**WHAT YOU NEED TO DO:** Each line from the one holding "Annotation task — locate each instance of the shrub" to the last line of the listing must be set down exactly. No pictures are to be included.

**MATERIAL TO PROCESS:**
----------

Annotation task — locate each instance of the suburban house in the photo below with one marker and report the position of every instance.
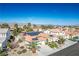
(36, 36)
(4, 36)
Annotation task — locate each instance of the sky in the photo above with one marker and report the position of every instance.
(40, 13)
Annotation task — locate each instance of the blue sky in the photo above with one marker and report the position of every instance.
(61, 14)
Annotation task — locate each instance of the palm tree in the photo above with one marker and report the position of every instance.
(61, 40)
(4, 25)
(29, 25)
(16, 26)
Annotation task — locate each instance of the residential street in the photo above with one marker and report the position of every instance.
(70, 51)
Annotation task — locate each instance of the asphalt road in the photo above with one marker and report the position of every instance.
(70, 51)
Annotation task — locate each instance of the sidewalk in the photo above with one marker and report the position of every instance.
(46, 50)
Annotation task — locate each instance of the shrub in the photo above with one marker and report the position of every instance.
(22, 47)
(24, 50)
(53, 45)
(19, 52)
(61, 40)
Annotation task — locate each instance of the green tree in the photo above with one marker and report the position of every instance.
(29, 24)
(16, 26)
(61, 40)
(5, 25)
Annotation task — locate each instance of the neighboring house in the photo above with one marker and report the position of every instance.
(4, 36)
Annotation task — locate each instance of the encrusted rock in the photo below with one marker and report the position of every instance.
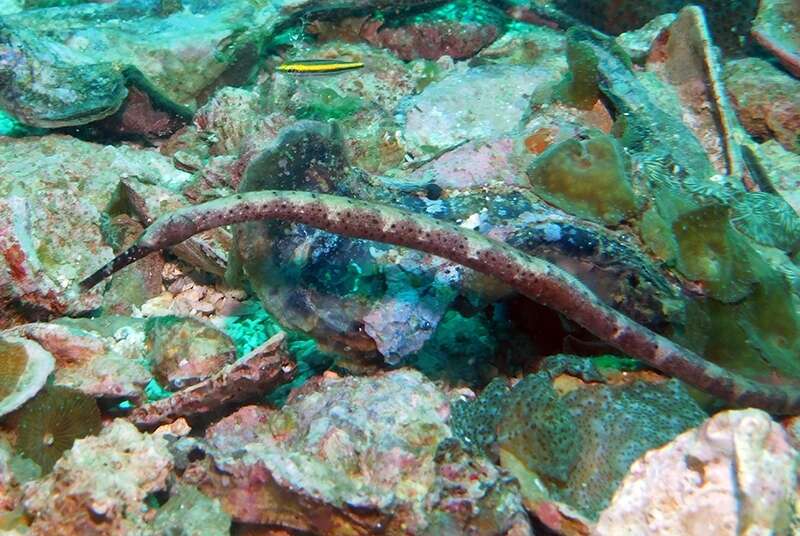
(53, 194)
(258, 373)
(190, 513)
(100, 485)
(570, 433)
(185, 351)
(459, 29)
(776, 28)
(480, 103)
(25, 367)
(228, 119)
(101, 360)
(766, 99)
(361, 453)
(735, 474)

----------

**SOLUTION:**
Annotation task — locate each instance of the shrub in the photo above with one marker and report the position of every instance.
(22, 47)
(24, 50)
(53, 45)
(19, 52)
(61, 40)
Annotation task — locate each instance of the green tree in the photo above with one marker and report the position of every instance.
(29, 24)
(16, 26)
(61, 40)
(5, 25)
Annotation task — locate each instance of the neighboring house in the photo above with one marker and report the position of every instance.
(4, 36)
Annotation task — locate each instance of the encrusted rock in the photo below with one marker and report the position of every instance.
(53, 194)
(258, 373)
(190, 513)
(100, 485)
(570, 433)
(185, 351)
(459, 29)
(776, 28)
(480, 103)
(25, 367)
(228, 119)
(101, 360)
(766, 99)
(361, 453)
(735, 474)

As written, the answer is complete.